What needs to be done - Could you transcribe every record below exactly as written, leaving out any pictures?

= = = = = = =

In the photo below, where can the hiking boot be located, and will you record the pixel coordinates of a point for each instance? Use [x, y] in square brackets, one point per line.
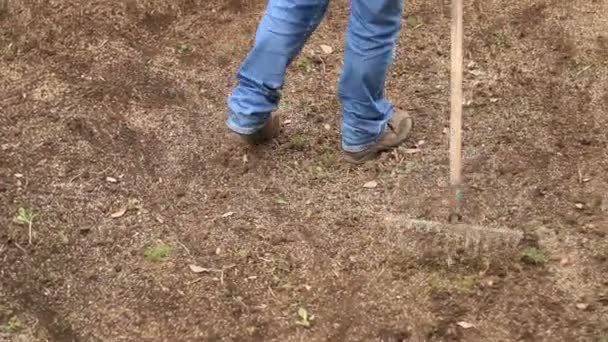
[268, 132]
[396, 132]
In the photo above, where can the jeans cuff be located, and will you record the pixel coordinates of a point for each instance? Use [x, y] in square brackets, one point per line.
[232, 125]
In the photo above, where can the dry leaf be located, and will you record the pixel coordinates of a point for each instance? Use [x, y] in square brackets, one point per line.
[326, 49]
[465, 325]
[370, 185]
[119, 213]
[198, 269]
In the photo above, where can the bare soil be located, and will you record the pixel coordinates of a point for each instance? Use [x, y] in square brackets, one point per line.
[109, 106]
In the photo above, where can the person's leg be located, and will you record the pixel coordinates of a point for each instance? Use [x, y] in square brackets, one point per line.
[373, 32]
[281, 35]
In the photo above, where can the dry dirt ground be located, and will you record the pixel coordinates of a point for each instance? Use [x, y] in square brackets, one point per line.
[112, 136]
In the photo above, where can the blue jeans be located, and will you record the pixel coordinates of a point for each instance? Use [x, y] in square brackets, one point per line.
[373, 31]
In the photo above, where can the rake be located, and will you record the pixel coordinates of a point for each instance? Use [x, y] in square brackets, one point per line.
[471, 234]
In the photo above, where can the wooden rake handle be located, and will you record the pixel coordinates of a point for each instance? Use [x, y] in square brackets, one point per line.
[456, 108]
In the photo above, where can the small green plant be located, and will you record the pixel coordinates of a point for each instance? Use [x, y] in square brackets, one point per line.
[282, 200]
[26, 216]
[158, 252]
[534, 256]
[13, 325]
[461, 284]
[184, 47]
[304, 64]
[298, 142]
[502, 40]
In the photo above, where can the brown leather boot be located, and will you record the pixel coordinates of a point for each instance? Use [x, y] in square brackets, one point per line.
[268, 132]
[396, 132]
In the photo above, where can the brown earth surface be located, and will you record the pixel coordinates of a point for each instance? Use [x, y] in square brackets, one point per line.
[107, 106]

= = = = = = =

Answer below -
In the photo below, where can the hiking boot be located, and will you record the pixel coordinates of a point for each instance? Use [x, y] in square brackets, one point per line.
[268, 132]
[396, 132]
In the photo above, where can the jeans cuff be located, and will you record the pixel coordinates of a point for each instance? Use [x, y] in square brackets, one point per line.
[232, 125]
In the photo above, where can the dry leaf be located, and will you record the pixel coordinates of a point for each instance? Use [x, y] in square brackets, one point per line.
[326, 49]
[465, 325]
[370, 185]
[119, 213]
[198, 269]
In the photo above, where can the bare soil be located, and will you record the pixel coordinates of a point for each instance? Use [x, y] in square brackets, one point per line.
[109, 106]
In the photo above, where can the person's leg be located, and will you record the pixel coordinates of a point for each instance? Use [x, y] in square brackets, one point per line.
[373, 32]
[281, 35]
In the photo above, where can the dry dirt ground be located, and will you record the pixel coordinates of a point for each instance? Use [x, y] in square brackets, one point per line.
[112, 136]
In the photo above, where can the blue jeans be located, and will you record the pixel coordinates of a point for each instance? Use [x, y] in square brackets, one point per line.
[373, 31]
In the photo above, where can the rake be located, and will you record the pixel coordinates of a point for each instance? Use [x, y] in square brackets, one point per line.
[471, 234]
In the photo above, where can the wooden rake handle be located, and will you record the pixel coordinates of a point for each instance? Use [x, y] in square brackets, one point per line.
[456, 108]
In the photo above, where can the small green plant be located, and will you record the pixel coordinates of a point for each instance? Use [x, y] in square brackets, one point per line.
[282, 200]
[26, 216]
[158, 252]
[534, 256]
[13, 325]
[461, 284]
[184, 47]
[304, 64]
[298, 142]
[502, 40]
In the photo above, where can the brown leather boot be located, and will you record the pixel coordinates of a point for each instance? Use [x, y] in square brackets, one point per line.
[268, 132]
[396, 132]
In the photo above, where can the brown earth surface be located, and will you record the pixel coordinates of a point for each instance? Use [x, y] in square brackets, one point per line.
[107, 106]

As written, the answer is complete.